Point annotations for photos:
— BEGIN —

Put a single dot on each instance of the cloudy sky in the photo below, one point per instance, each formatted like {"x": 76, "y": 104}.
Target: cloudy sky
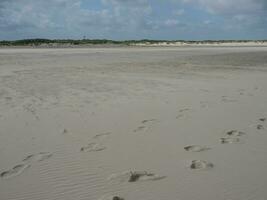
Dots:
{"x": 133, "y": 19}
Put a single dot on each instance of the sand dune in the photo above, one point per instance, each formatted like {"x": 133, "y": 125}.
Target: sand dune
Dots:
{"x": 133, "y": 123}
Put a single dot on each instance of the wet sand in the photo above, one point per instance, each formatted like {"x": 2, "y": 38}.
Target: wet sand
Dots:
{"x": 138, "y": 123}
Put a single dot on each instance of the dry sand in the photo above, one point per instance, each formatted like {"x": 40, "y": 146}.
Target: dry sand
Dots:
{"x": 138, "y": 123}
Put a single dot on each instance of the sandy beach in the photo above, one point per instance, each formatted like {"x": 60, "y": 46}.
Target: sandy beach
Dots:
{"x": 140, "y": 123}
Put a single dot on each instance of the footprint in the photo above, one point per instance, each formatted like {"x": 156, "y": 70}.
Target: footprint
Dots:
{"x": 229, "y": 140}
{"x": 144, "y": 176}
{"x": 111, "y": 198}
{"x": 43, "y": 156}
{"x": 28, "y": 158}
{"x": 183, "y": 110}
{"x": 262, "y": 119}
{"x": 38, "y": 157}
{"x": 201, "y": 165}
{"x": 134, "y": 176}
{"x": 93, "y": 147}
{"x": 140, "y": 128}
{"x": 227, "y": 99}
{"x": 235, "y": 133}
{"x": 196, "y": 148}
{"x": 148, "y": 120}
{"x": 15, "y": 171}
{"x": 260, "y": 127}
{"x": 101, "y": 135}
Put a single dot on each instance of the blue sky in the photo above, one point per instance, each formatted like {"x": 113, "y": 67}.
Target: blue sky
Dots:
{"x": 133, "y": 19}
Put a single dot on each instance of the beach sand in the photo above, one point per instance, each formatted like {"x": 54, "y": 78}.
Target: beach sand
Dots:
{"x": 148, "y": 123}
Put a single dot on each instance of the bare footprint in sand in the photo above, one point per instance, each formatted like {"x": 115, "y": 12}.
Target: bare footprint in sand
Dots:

— END —
— BEGIN —

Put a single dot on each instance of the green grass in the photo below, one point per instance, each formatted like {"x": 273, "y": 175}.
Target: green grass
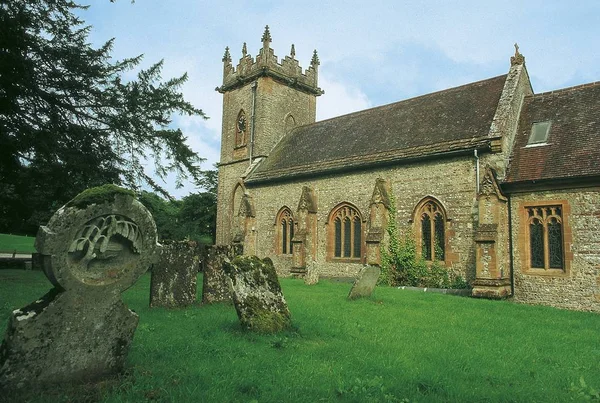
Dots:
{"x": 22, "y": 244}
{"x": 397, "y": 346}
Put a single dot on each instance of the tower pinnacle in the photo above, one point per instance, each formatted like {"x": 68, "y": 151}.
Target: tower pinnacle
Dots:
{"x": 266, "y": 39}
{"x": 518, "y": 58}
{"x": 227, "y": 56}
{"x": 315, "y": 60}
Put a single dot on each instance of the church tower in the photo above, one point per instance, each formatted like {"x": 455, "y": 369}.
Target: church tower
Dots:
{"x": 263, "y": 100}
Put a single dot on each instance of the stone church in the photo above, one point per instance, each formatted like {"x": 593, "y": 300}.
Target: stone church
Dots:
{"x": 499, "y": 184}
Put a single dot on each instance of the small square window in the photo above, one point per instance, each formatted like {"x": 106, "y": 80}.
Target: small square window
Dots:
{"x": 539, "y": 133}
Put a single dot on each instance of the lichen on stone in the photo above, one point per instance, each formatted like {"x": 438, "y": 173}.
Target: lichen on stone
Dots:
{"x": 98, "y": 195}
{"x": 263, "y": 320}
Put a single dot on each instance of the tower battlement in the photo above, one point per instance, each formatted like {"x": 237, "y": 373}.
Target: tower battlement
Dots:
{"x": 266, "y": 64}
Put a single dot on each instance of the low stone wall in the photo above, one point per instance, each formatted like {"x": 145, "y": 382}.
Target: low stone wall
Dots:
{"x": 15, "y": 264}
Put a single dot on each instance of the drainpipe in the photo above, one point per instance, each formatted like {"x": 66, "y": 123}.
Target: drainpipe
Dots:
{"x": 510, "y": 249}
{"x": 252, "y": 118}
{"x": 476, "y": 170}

— END —

* [The exercise]
List every line in the material above that contains the word "green", copying each line in full.

* [Task answer]
Put a single dot on each instance of the green grass in the photo below, one point per instance, each formatted like {"x": 273, "y": 175}.
Target: green grass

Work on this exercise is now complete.